* **Passage**:
○ ○ ○ ○ ○ ○ ○

With a whole lot of barking and yowling, the 36th running of the Iditarod Trail Sled Dog Race began in downtown Anchorage this morning. From the moment the side streets surrounding 4th Avenue opened to mushers around 6:30 a.m., the atmosphere fairly crackeled with excitement.
Down in the staging areas early myself, I spent most of the morning talking with mushers, taking photos, and getting kissed. Sled dogs are a happy, loveable lot, and every outstretched hand meant another opportunity for some lovin'. I patted and petted hundreds of heads as I wandered among teams preparing for the 1,100 mile journey that really begins tomorrow in Willow, about 60 miles north of Anchorage.
The official starting time was slated for 10 a.m., and shortly before I staked out my spot along a snow berm 10 yards or so from the Starting Line, along with a pair of photographers from National Geographic, a CNN reporter, and a local radio personality that was calling in to her show via cell phone. Hoping my digital camera with no telephoto lens didn't give me away as an amateur, I nonetheless stretched GI-style across the berm to catch teams readying themselves for the call to "Go!"
Let me reinforce at this point an important clarification that continues to be contentious among animal rights organizations. These dogs LOVE to run! As soon as the harnesses and tug lines come out of their trucks and the booties go on their feet, these athletes are the picture of unbridled enthusiasm. Each team is assigned at least 7 or 8 handlers to hold a dog or two as they await their turn to start (for this race, teams start every four minutes). Dogs waiting to go yip, bark, and sometimes shriek their impatience to begin the race with their favorite person. Mushers will usually take a moment before the start to go from dog to dog, holding their heads and murmuring a few words of encouragement, not that any is needed. When the final word is uttered by the start official, the team is released and immediately the team is absolutely silent, heading out to open trail awaiting them and them alone, in their way of thinking.

○ ○ ○ ○ ○ ○ ○

* **Excerpted data**:
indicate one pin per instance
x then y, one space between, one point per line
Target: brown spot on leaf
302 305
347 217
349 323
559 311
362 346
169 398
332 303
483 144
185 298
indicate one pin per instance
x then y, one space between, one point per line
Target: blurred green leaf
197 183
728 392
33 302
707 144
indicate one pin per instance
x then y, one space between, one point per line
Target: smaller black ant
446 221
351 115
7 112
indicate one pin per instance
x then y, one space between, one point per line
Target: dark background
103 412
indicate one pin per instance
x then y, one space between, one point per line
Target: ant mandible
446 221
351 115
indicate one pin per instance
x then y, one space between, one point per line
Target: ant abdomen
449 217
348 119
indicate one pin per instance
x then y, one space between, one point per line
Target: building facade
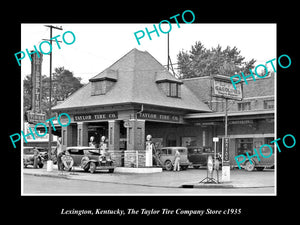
137 96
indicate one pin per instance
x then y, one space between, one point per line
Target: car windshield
28 151
182 150
92 151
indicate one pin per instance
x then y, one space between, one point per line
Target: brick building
137 96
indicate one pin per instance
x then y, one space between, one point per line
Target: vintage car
165 157
89 159
28 156
198 155
254 163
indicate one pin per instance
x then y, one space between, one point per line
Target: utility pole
49 162
168 53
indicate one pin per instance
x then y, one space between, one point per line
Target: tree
63 85
200 61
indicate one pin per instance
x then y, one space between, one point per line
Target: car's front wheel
92 167
249 166
168 165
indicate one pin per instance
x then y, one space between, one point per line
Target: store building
250 121
133 97
137 96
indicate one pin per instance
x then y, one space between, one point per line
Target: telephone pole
49 162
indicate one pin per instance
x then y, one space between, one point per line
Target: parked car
29 154
90 159
165 157
198 155
254 163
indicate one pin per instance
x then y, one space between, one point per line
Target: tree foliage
199 61
63 85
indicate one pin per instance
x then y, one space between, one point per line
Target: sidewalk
188 178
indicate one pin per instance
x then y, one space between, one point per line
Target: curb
187 185
209 186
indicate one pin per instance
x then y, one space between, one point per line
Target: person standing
149 149
177 161
59 153
36 161
103 145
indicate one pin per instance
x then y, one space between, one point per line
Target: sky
97 46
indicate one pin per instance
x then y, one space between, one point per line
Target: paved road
51 185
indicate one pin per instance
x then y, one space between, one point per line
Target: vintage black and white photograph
172 108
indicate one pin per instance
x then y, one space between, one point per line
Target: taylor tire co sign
224 89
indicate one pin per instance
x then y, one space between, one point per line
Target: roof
221 114
261 87
136 74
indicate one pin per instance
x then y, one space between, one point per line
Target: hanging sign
223 88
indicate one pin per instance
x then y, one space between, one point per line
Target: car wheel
249 166
184 167
92 167
168 165
260 168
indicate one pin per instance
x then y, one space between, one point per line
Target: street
165 183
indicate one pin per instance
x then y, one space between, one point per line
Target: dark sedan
198 155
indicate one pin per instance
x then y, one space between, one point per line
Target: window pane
173 91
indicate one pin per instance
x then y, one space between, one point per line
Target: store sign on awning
224 89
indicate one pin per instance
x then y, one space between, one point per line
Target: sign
33 117
210 164
224 89
67 161
36 82
158 116
215 139
96 116
226 150
240 122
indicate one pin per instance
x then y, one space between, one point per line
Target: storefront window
244 145
244 106
269 104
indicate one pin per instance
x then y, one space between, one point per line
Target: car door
267 156
77 155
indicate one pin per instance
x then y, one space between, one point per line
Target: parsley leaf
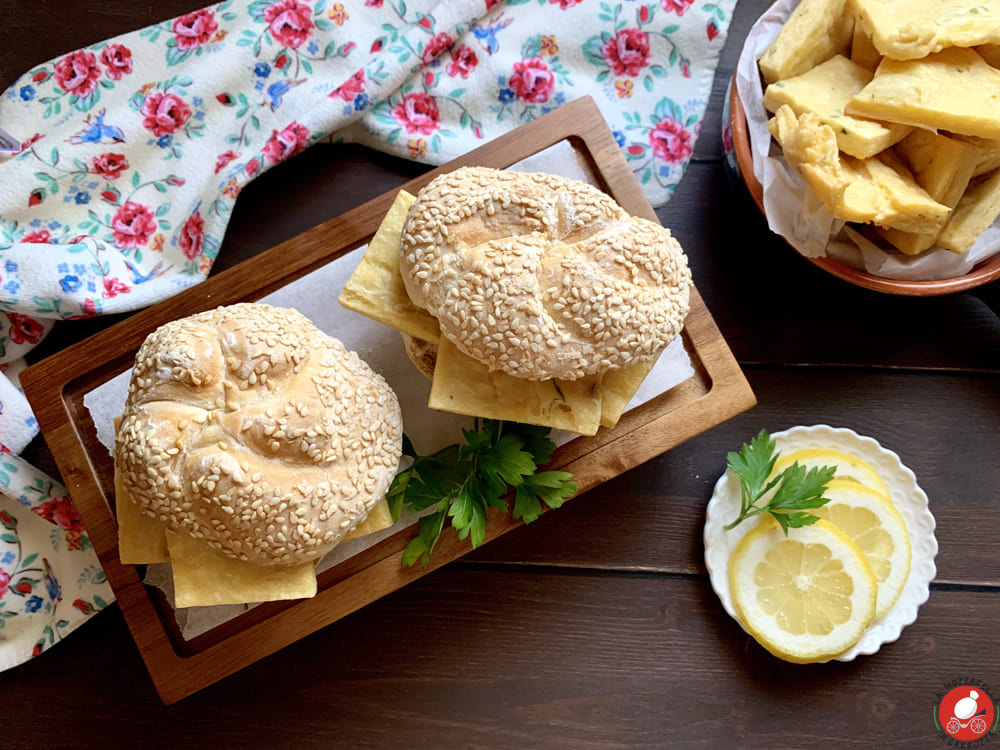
462 482
795 489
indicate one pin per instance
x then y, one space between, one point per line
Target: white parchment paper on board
797 215
315 296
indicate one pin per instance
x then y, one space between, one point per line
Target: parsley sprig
796 489
462 481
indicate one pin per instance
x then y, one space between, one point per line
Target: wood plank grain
651 518
642 661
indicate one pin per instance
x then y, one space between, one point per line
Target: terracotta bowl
984 272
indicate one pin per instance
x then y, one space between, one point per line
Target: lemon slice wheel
848 466
873 523
805 597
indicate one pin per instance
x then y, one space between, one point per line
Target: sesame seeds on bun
248 427
540 276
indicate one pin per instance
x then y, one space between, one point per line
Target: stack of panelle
890 112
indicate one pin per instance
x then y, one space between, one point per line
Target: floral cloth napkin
120 164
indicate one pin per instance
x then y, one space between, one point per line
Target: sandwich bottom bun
250 429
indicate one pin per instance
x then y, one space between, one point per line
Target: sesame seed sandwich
251 444
524 296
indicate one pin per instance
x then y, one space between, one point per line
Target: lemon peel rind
802 649
892 587
912 504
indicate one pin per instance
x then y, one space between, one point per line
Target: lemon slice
873 523
806 597
848 466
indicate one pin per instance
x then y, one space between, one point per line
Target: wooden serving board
57 385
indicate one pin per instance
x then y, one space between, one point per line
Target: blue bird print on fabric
487 35
138 277
95 131
276 91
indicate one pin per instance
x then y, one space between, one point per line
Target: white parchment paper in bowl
315 296
797 215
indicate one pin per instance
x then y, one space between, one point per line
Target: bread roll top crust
248 427
541 276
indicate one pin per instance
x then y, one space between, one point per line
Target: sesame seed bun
248 427
540 276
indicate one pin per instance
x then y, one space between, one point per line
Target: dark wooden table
596 627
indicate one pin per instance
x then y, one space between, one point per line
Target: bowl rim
982 273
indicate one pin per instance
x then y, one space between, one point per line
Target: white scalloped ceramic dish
911 501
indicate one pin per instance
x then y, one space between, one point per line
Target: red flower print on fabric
78 73
61 512
670 141
194 29
350 88
532 81
463 61
289 22
286 144
676 6
417 113
223 159
627 52
192 236
438 44
164 113
38 237
110 166
132 225
113 287
24 329
118 60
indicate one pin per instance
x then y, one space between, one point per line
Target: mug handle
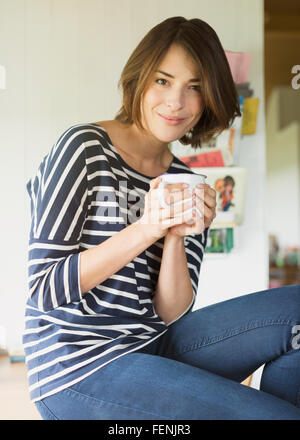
160 189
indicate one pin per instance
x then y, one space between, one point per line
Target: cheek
151 98
196 106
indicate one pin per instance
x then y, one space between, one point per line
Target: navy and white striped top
82 194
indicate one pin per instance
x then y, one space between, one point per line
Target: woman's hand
156 219
204 199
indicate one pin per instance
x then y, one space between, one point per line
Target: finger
177 209
155 182
177 195
207 197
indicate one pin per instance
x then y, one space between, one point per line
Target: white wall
283 168
63 59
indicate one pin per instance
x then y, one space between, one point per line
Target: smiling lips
171 120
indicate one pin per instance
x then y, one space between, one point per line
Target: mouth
172 120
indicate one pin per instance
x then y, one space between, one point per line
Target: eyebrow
171 76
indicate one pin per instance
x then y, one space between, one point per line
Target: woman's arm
174 292
102 261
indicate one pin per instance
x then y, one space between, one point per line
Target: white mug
191 179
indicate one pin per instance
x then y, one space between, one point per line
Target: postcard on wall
230 186
239 63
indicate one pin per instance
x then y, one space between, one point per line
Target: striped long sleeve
58 208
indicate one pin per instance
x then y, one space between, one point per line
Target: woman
113 276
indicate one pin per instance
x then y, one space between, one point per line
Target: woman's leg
235 337
140 386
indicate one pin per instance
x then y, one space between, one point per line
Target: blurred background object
282 56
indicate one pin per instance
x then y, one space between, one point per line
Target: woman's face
172 104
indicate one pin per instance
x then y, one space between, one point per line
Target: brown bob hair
218 91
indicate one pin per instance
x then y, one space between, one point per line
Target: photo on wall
230 185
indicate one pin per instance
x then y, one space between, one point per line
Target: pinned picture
230 186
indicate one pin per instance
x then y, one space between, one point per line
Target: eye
161 81
196 88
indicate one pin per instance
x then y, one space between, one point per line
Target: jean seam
113 403
42 401
235 332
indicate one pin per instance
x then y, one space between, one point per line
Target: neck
145 147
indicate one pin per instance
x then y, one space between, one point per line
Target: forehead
179 62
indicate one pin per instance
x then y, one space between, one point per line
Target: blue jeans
194 370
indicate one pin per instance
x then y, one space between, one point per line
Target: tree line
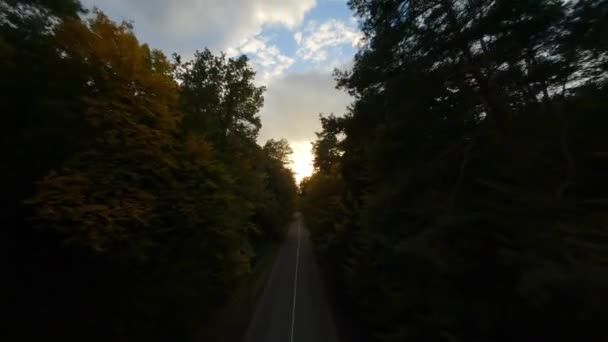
463 196
134 195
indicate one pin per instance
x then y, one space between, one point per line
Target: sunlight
302 159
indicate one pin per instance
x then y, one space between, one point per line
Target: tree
218 96
464 155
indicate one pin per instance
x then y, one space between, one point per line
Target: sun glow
302 159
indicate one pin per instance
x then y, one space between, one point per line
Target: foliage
465 197
129 196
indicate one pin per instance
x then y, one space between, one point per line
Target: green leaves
128 195
449 201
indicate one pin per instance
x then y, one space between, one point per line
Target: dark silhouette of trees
465 200
135 198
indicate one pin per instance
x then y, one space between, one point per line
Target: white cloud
298 37
217 24
293 103
267 59
322 40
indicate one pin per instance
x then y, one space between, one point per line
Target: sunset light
302 159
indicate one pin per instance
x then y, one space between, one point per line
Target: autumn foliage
135 197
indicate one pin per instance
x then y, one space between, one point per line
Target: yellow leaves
90 210
123 74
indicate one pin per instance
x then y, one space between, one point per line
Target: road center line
295 283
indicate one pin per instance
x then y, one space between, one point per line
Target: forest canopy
463 196
133 186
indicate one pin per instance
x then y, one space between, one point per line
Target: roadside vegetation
135 198
464 197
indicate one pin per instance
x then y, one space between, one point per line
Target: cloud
267 59
293 103
325 39
217 24
298 37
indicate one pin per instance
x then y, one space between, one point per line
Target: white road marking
295 284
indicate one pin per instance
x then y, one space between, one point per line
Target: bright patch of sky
293 44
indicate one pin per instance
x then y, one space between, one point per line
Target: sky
293 44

○ ○ ○ ○ ○ ○ ○

* **Given problem A**:
Write out the part of the Iditarod passage above that begins at the words "With a whole" and stops after "crackeled with excitement.".
* **Given problem B**:
In the Iditarod passage above, how often do teams start in this race?

* **Response A**:
With a whole lot of barking and yowling, the 36th running of the Iditarod Trail Sled Dog Race began in downtown Anchorage this morning. From the moment the side streets surrounding 4th Avenue opened to mushers around 6:30 a.m., the atmosphere fairly crackeled with excitement.

* **Response B**:
Teams start every four minutes.